**TASK OBJECTIVE:** List each line below that contains the string "query". Matching is case-sensitive.

[RAW DATA start]

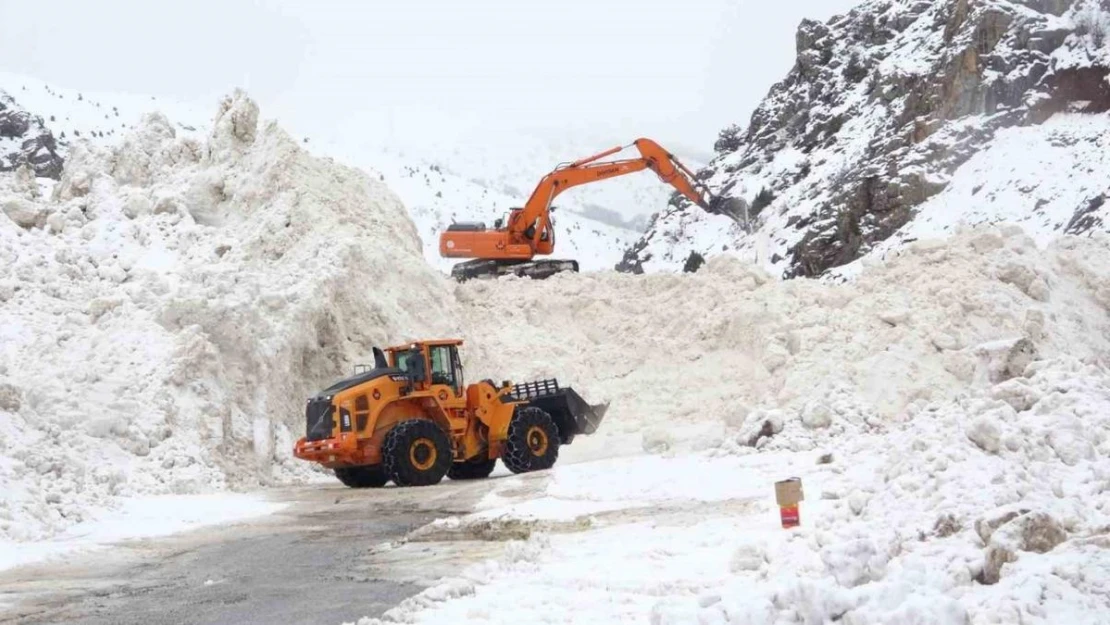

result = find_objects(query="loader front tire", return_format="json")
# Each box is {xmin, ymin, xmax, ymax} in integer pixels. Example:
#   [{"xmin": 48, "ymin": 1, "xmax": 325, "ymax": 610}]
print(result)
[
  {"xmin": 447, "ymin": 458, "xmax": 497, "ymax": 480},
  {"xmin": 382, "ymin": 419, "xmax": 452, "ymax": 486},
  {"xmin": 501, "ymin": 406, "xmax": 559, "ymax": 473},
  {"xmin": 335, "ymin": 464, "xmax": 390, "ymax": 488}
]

[RAW DATA end]
[RAW DATA start]

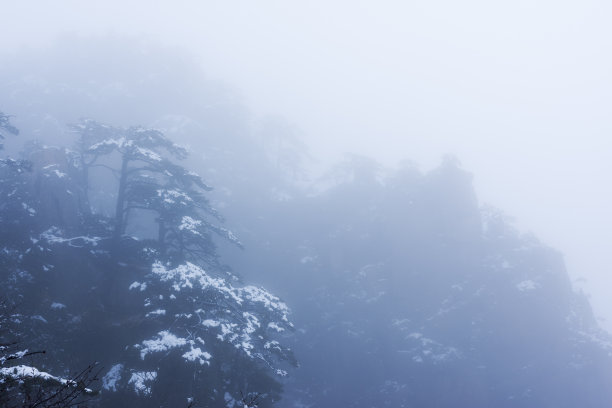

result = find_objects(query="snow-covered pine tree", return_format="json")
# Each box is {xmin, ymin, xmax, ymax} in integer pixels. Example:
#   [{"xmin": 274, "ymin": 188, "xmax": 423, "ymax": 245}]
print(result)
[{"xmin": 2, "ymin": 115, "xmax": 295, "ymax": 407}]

[RAW DATA end]
[RAW DATA start]

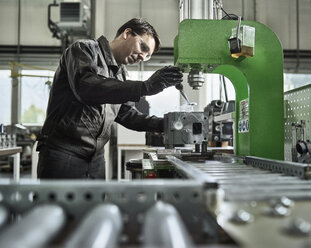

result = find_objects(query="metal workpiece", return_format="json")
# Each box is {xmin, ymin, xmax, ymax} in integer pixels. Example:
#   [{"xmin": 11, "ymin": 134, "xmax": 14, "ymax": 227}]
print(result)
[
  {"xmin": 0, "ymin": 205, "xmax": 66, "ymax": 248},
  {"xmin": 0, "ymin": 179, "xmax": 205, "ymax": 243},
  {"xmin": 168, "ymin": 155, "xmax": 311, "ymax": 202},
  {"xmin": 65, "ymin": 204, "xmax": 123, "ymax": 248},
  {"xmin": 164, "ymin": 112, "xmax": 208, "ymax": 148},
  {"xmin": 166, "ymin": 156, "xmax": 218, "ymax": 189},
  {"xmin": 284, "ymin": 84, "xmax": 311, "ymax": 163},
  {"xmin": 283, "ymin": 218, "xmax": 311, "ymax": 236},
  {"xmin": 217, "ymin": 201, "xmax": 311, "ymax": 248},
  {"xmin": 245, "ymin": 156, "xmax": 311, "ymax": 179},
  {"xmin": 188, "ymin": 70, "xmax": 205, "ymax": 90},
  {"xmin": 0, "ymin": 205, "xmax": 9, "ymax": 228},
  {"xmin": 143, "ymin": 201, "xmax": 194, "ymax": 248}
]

[RAW DATA end]

**RESPONSE TO THIS TASK:**
result = find_objects(query="loader front tire", return_format="json")
result = find_objects(query="snow-covered pine tree", return_format="json")
result = find_objects(query="metal workpiece", return_format="json")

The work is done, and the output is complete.